§ Task requirements
[A] Summarize the text on business signal monitoring in two sentences.
[B] From the text on business signal monitoring, reproduce the passage that opens with the words "For Local and" and stops after "with AI assistance.", swapping "physical location" for "storefront".

Step Five: Build a Signal Digestion Cadence
Set up a process to ingest this environmental data on a regular basis. Weekly, you should be reviewing your own operational metrics; revenue, costs, margins, throughput. Monthly, you should be reviewing external signals: commodity prices, labour market shifts, local economic indicators. Quarterly, you should be doing a full strategic review: does the trajectory of your environment require a change in your business model, pricing, staffing, or service mix? Depending on the nature of your business, you may need to make these reviews more frequent.
AI can do the heavy lifting on all three cycles. Feed it the data, ask for the analysis, and use the output to make decisions before changes hit rather than after.
For Local and Service Businesses
If your business depends on a physical location and a local customer base, there are specific signals you should be monitoring with AI assistance.
Population and neighbourhood demographic changes affect your potential customer base directly. If the median age in your area is shifting, or household sizes are changing, or income levels are moving, your product mix and pricing should reflect that. Municipal data and census updates make this trackable.

§ Given data
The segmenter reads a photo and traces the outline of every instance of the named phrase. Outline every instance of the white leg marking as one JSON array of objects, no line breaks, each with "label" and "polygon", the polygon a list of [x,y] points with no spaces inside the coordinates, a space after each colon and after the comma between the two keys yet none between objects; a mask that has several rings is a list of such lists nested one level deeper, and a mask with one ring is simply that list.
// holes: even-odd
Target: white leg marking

§ Results by task
[A] Businesses should set up a regular cadence for taking in data, reviewing operational metrics weekly, external signals monthly, and their overall strategy quarterly, with AI doing the heavy lifting so decisions can be made before changes hit. Local and service businesses should also use AI to monitor specific signals such as shifts in the age, household size, and income of their area's population, which municipal data and census updates make trackable.

[B]
For Local and Service Businesses
If your business depends on a storefront and a local customer base, there are specific signals you should be monitoring with AI assistance.